───── Pasaje citado
Las paradojas existenciales han sido parte de la humanidad desde que la humanidad es tal, precisamente porque nosotros, los humanos, aún no estamos totalmente seguros de qué o quiénes solos realmente ni mucho menos de cuál es nuestro propósito o destino, aquí o en el más allá (si es que lo hay).

Por eso, el filósofo griego Heráclito pedía “esperar lo inesperado”, una obvia contradicción, porque si algo es inesperado no se lo puede esperar. Pero allí precisamente radica la validez del pedido. 

En el contexto de la tradición judeocristiana, esas paradojas se presentan frecuentemente. Uno de los principales impulsores del cristianismo en su etapa inicial, Pablo, afirmaba que él hacía lo que no quería y que no hacía lo que quería. Y el desconocido escritor (o escritora) de la llamada Epístola a los Hebreos (11:7) habla de vivir como “viendo al invisible”.

Ver lo invisible es tan contradictorio como esperar lo inesperado. Y el lamento del Pablo sobre las contradicciones internas se transforma en celebración con Walt Whitman cuando en su Canto a Mí Mismo (parte 51) declara “¿Me contradigo a mí mismo? Muy bien. Entonces me contradigo a mí mismo”, agregando “Yo contengo multitudes”.

Esas paradojas existenciales y esas contradicciones esenciales al ser humano han sido conocidas y magistralmente expresadas a lo largo de la historia por filósofos, teólogos, artistas, poetas y escritores, y obviamente por incontables seres humanos “comunes y corrientes”, por así decirlo.
──────────
───── Extractos de filas
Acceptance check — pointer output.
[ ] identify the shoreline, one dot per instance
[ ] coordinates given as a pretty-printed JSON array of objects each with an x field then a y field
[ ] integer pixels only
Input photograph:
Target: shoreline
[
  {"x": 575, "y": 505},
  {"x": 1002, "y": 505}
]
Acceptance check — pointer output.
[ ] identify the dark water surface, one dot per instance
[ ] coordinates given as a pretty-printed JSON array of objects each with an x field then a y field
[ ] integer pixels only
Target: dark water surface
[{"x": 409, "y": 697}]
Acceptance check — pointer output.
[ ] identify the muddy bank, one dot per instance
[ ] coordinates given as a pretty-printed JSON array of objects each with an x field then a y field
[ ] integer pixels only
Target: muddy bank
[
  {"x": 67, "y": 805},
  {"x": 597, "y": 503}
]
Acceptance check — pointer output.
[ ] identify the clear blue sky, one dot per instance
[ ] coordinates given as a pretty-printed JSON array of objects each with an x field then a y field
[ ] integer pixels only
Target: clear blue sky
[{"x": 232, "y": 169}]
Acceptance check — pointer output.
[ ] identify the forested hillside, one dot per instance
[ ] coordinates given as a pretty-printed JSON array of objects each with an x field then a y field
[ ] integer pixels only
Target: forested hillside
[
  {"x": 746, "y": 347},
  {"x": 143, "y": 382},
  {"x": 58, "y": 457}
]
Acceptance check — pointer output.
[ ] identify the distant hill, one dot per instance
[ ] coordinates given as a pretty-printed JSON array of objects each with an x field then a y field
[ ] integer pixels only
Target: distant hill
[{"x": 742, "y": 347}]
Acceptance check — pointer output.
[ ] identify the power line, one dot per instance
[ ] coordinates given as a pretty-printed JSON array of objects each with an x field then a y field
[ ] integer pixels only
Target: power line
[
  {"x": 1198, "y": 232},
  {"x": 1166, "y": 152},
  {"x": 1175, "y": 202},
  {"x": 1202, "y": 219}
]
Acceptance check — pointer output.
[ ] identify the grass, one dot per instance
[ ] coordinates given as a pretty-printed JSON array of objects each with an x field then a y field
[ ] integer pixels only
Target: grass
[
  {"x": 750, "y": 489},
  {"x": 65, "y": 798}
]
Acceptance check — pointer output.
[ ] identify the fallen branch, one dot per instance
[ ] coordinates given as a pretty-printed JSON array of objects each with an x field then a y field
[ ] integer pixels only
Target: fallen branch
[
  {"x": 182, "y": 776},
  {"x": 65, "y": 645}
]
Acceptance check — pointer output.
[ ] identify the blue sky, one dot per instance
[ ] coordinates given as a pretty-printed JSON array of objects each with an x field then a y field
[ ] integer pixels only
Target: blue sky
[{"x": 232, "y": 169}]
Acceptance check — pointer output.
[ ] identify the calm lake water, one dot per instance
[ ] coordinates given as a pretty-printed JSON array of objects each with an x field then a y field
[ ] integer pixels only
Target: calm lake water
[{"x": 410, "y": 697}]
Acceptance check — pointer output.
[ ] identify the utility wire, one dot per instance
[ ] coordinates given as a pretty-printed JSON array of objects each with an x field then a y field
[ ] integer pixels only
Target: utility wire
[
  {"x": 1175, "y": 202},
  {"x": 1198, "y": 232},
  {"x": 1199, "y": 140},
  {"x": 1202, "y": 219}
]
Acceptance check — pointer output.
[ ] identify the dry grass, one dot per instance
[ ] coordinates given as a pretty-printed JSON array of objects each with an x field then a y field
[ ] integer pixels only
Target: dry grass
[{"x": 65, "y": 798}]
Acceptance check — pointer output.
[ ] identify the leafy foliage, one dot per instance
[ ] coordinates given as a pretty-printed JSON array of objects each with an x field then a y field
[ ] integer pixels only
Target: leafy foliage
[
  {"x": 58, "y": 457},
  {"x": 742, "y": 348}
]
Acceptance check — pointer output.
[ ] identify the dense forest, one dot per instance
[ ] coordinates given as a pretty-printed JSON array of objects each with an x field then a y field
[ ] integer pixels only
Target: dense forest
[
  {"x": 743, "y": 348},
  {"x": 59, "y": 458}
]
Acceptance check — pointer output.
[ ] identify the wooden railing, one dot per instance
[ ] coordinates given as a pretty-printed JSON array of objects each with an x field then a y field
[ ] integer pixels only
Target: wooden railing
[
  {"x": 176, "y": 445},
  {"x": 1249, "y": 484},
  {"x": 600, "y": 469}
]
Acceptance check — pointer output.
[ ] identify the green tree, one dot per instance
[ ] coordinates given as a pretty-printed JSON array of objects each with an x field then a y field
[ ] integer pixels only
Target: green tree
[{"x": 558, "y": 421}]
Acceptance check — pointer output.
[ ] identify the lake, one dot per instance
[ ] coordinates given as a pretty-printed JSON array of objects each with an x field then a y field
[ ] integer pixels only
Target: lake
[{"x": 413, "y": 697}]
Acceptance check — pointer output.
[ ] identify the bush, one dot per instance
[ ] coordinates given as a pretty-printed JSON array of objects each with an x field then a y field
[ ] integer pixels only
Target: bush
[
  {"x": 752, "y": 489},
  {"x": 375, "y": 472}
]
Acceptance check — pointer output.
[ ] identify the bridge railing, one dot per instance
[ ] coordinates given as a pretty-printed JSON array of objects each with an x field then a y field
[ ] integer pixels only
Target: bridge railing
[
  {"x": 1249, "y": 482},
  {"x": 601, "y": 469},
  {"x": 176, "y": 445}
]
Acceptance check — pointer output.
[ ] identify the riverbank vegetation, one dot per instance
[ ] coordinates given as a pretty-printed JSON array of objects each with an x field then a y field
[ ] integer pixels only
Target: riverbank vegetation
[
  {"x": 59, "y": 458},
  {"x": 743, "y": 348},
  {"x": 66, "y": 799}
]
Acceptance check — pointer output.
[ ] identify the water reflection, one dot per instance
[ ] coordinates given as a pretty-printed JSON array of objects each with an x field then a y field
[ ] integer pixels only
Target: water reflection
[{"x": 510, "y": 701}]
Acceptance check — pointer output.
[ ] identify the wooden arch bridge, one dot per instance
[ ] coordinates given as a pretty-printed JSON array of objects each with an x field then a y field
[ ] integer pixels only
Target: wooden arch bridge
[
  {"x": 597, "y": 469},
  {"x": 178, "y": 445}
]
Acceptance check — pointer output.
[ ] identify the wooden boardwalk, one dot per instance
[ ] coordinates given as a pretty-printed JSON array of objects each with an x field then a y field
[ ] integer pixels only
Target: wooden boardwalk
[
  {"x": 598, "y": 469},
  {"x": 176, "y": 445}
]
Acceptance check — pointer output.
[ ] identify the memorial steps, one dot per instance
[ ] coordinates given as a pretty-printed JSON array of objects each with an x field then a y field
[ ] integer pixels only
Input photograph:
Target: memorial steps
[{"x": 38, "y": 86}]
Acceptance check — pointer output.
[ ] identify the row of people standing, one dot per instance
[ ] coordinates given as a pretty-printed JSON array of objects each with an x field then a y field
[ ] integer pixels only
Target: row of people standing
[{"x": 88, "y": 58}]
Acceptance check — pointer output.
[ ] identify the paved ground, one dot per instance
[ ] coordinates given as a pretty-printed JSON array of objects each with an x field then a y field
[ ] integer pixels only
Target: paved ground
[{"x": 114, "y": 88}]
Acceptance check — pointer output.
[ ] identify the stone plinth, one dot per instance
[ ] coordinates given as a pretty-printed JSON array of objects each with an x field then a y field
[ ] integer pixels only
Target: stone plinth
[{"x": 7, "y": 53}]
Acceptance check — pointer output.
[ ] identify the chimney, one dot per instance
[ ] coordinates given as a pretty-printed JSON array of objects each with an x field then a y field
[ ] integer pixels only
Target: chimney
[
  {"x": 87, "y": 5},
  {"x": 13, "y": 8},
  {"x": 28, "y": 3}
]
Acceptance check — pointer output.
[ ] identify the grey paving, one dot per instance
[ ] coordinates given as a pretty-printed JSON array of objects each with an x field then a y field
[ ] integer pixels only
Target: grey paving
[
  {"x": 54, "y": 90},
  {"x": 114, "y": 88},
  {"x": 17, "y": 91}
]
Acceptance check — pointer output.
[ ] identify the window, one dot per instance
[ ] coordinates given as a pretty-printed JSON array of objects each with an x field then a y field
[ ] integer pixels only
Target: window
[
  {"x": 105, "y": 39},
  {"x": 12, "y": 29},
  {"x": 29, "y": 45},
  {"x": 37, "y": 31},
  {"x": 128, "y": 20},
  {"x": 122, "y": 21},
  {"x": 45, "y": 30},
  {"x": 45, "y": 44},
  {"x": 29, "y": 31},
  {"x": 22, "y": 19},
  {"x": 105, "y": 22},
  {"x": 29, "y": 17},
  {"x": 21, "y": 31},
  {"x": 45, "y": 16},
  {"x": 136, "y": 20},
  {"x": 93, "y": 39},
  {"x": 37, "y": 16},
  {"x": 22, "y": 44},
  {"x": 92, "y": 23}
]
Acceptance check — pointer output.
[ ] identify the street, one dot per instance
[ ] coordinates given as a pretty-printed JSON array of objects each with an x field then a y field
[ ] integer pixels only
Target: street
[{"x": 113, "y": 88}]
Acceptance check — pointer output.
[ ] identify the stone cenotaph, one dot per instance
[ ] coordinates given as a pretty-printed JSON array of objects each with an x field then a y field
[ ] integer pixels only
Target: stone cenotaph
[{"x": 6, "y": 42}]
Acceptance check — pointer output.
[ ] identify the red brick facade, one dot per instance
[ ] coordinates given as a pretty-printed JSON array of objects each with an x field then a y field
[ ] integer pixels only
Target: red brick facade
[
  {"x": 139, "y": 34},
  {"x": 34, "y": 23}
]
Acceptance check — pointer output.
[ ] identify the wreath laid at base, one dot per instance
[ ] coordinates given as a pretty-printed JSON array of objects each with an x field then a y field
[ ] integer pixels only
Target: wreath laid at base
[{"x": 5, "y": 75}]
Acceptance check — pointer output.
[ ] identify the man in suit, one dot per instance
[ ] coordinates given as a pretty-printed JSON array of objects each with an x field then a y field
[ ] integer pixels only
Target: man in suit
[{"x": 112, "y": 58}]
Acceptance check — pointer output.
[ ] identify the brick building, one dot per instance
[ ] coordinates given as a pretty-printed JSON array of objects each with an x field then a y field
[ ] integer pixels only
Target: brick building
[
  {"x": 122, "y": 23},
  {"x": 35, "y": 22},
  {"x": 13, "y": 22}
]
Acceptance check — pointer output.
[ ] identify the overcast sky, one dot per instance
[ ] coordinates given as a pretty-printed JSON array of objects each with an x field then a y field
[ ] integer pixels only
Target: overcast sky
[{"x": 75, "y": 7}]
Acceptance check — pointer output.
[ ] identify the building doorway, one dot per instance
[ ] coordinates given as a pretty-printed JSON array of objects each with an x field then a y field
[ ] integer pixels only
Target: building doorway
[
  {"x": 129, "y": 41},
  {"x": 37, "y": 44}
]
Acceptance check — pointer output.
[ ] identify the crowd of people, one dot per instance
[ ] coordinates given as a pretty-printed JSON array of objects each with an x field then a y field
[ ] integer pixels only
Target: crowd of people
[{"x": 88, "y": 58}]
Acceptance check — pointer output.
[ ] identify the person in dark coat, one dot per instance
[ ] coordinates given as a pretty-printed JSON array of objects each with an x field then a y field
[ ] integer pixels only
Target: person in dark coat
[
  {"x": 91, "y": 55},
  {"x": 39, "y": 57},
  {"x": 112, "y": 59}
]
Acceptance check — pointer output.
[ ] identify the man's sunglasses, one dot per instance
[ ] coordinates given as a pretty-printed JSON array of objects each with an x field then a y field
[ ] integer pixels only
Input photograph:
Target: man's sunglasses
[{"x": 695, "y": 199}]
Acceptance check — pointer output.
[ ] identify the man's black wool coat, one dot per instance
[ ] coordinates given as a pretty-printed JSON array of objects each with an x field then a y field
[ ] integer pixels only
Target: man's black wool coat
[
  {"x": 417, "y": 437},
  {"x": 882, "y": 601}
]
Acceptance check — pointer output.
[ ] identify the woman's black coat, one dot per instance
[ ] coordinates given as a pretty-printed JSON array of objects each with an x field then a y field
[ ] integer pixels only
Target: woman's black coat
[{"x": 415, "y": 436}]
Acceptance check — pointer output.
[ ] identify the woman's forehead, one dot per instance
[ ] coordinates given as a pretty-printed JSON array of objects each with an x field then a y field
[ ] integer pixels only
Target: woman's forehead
──────────
### [Ejercicio 1]
Responde a partir del texto sobre las paradojas existenciales:
(a) ¿Qué pedía el filósofo griego Heráclito?
(b) ¿Qué afirmaba Pablo acerca de lo que hacía y lo que quería?
(c) ¿En qué parte de su Canto a Mí Mismo declara Walt Whitman que se contradice a sí mismo?
### [Ejercicio 2]
¿Podrías escribir cómo sigue el texto sobre las paradojas existenciales después de su última oración?

### [Respuesta final 1]
(a) Pedía "esperar lo inesperado".
(b) Afirmaba que hacía lo que no quería y que no hacía lo que quería.
(c) En la parte 51.

### [Respuesta final 2]
Quizá por eso, como bien dijo el filósofo alemán Richard David Precht en el título de uno de sus libros, la pregunta “¿Quién soy?” debe ser seguida por “¿Cuántos soy?”

Pero, como ya lo había advertido Herbert Marcuse, esa paradójica multidimensionalidad del ser humano se ha reducido en nuestro contexto social y cultural a un ser humano unidimensional, una caricatura de lo que realmente somos o podemos ser y, de hecho, una monstruosidad condenada al olvido, como Nietzsche y Kafka, de distintas maneras, lo indicaron. 

Quizá por eso, las paradojas existenciales se han transformado en caprichos narcisistas, en los que la edad del caprichoso ya resulta irrelevante y en los que ya no se ve la paradoja existencial como tal (porque eso obligaría a reconocer al otro y a lo otro en uno mismo), sino que cada uno sólo se ve a sí mismo, al mejor estilo de Narciso contemplando incansablemente su propia imagen.

Los griegos antiguos tenían una palabra para describir esas contradicciones narcisistas, ese creerse más de lo que uno es, ese querer insensatamente modificar el universo por capricho. Ellos la llamaban hybris, algo así como orgullo exagerado o insolencia. Y no se trata sólo de una mera actitud sin consecuencias, sino de una “incongruencia monstruosa e implausible”, como dice el filósofo francés Luc Ferry. 

¿Y por qué esas contradicciones narcisistas resultan peligrosas para la comunidad en su totalidad, incluyendo la comunidad global? Porque mientras las paradojas mantienen nuestras mentes y corazones alertas, el narcisismo siempre lleva a la destrucción propia y ajena al mantener cerrados los corazones y las mentes.